# WHAT YOU ARE ASKED TO DO
Return exactly the span of lines in the following data that opens with the line containing "Query: soccer player" and closes with the line containing "In this picture, where can the player's face". Include nothing else.

── PROVIDED DATA

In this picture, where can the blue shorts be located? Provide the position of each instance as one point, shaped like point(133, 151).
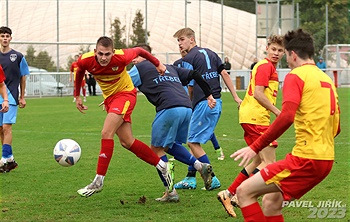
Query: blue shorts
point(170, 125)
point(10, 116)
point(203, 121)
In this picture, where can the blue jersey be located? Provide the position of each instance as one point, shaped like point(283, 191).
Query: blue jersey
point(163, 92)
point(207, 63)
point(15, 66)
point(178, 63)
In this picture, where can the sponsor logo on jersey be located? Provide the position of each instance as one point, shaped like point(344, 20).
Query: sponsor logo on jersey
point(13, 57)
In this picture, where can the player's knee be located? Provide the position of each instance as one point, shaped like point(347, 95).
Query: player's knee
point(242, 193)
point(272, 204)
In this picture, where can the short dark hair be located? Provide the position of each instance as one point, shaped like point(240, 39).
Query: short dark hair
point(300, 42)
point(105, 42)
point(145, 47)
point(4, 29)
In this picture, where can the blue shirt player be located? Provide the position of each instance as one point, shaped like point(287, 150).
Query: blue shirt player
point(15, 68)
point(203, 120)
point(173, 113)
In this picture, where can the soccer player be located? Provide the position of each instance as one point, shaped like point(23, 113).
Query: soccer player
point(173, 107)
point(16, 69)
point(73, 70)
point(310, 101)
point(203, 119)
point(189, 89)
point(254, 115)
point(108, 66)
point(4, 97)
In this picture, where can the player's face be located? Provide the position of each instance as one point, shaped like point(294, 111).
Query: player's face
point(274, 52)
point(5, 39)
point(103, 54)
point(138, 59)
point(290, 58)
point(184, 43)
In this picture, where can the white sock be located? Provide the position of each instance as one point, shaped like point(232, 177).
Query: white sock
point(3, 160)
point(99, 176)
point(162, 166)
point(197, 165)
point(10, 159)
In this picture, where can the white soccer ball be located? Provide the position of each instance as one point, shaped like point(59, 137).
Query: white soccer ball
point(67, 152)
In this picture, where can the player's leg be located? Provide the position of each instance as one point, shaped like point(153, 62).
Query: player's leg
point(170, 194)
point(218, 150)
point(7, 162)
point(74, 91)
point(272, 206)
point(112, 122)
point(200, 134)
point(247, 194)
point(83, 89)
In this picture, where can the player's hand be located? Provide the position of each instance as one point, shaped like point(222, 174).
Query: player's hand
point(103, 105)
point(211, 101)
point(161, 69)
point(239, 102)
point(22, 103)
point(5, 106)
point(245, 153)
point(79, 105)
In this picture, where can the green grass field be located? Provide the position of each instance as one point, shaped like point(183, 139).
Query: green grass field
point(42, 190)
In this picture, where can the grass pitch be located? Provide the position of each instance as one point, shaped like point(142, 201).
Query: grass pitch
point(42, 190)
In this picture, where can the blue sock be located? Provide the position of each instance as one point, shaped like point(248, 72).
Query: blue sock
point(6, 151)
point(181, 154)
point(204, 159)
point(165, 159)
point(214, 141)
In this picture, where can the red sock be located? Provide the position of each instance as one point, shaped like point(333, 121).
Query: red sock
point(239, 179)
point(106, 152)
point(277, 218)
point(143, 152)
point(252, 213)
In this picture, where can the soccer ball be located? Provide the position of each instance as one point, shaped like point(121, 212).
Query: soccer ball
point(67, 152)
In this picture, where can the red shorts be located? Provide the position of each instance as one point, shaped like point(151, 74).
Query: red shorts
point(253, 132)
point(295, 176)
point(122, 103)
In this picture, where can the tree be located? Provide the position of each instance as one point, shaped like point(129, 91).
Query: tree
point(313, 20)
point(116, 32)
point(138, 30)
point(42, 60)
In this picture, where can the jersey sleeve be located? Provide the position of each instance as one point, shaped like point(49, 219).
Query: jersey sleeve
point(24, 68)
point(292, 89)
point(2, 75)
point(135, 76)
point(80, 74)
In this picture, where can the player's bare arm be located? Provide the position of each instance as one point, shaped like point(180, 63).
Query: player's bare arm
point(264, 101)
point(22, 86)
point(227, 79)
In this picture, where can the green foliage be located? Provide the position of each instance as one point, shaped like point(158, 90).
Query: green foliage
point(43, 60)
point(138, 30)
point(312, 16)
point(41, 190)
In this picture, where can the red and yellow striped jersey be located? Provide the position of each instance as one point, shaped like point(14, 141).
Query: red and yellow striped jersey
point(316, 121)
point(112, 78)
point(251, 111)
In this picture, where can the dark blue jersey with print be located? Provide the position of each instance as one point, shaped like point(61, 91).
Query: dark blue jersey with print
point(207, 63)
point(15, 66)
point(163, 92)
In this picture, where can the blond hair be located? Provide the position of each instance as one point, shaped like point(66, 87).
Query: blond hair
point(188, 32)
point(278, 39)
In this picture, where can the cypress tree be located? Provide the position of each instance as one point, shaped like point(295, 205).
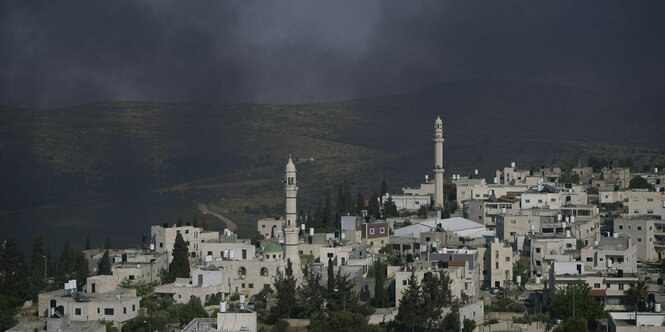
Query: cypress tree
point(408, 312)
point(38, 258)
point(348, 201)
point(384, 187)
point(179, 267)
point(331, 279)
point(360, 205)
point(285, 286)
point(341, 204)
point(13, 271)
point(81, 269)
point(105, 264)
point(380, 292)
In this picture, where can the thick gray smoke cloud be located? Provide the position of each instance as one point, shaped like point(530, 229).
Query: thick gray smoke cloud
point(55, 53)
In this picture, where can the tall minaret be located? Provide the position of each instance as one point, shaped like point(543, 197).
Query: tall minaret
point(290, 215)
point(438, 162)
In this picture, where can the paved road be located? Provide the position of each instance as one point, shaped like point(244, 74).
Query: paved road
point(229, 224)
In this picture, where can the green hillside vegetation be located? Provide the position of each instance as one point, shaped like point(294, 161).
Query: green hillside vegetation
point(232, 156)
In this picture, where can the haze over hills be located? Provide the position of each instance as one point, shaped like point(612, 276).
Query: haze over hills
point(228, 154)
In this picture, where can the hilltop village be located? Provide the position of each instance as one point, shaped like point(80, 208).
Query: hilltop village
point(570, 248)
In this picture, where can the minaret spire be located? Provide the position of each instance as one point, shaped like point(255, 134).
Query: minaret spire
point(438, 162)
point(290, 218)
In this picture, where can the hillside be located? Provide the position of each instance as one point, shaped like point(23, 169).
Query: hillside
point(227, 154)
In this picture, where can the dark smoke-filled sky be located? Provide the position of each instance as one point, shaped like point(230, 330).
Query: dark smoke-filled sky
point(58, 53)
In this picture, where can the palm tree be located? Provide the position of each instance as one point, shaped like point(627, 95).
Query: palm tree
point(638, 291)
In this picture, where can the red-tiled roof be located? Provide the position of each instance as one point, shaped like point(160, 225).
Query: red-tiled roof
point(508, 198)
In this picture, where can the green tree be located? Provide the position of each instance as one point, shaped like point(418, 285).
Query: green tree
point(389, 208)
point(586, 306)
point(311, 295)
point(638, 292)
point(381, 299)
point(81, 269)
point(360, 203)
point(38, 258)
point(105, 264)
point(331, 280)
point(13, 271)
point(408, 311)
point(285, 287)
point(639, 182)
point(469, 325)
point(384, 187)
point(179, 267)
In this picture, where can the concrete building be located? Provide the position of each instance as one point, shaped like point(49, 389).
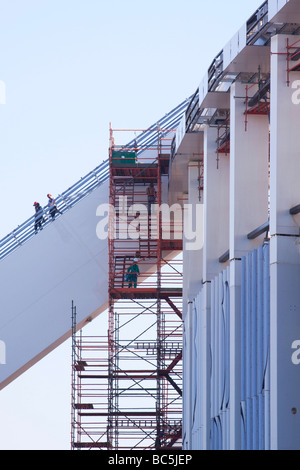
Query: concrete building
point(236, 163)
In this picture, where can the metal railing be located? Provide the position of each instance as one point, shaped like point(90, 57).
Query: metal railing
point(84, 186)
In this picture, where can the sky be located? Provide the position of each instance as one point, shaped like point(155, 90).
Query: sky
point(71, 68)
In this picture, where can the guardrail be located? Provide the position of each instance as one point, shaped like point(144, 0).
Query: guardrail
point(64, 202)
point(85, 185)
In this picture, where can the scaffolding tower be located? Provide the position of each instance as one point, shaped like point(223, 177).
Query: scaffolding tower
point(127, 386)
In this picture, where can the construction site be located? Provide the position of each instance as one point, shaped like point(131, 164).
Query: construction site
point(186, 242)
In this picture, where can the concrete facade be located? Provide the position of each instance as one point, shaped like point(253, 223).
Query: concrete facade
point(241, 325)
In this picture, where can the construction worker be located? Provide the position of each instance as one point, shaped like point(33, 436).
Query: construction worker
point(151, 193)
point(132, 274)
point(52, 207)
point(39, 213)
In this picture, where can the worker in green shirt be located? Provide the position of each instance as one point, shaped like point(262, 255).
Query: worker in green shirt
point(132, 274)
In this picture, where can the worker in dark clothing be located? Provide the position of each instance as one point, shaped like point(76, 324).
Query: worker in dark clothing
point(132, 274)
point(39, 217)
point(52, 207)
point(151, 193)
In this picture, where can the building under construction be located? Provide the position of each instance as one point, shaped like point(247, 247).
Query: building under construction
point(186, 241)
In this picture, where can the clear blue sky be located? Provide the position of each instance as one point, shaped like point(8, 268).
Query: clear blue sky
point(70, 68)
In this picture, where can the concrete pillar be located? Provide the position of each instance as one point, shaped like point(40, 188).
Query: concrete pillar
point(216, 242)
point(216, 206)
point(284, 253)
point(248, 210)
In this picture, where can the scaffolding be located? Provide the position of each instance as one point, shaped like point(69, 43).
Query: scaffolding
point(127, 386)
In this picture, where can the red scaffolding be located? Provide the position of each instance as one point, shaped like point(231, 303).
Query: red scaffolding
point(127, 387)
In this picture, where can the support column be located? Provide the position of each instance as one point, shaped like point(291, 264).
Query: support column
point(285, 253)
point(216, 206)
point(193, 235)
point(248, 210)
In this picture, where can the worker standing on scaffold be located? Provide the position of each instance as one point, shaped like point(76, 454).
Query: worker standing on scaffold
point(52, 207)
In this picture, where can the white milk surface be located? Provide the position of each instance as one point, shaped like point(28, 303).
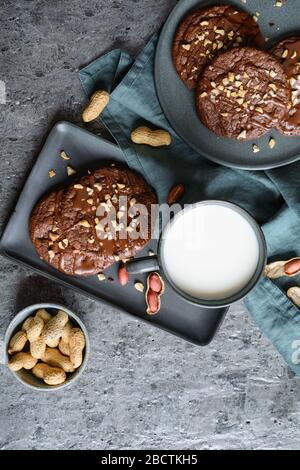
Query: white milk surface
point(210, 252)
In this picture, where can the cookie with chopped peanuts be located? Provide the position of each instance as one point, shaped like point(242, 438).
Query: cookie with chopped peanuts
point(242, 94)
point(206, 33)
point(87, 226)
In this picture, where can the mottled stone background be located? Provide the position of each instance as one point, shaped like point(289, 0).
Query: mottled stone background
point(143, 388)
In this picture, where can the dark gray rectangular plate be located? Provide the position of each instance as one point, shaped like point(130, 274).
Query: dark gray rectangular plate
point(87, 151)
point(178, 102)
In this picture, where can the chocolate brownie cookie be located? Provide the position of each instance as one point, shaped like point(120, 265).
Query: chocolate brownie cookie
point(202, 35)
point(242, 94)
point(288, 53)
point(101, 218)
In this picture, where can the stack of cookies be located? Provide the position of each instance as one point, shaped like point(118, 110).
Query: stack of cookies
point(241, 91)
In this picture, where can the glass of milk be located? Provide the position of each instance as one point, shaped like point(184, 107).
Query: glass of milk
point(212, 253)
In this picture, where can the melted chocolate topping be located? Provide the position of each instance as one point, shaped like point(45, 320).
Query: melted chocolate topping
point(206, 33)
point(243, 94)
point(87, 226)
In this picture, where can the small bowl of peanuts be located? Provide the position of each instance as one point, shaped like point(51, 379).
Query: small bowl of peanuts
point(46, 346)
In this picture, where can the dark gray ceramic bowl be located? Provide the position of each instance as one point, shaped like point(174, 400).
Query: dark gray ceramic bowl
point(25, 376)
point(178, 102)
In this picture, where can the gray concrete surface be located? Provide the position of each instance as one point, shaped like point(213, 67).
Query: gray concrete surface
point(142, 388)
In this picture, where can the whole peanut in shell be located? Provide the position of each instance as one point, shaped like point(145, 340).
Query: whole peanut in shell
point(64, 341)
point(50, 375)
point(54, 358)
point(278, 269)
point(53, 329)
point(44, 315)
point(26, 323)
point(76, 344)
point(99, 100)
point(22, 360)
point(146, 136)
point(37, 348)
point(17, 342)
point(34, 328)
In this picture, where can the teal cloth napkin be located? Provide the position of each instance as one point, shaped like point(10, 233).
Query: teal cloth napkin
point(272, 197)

────

# EXERCISE OUTPUT
Query: soccer player
point(173, 107)
point(16, 69)
point(73, 70)
point(310, 101)
point(203, 119)
point(189, 89)
point(254, 115)
point(108, 66)
point(4, 97)
In this picture, where can the player's face be located? Provide the position of each instance as one point, shaped like point(294, 111).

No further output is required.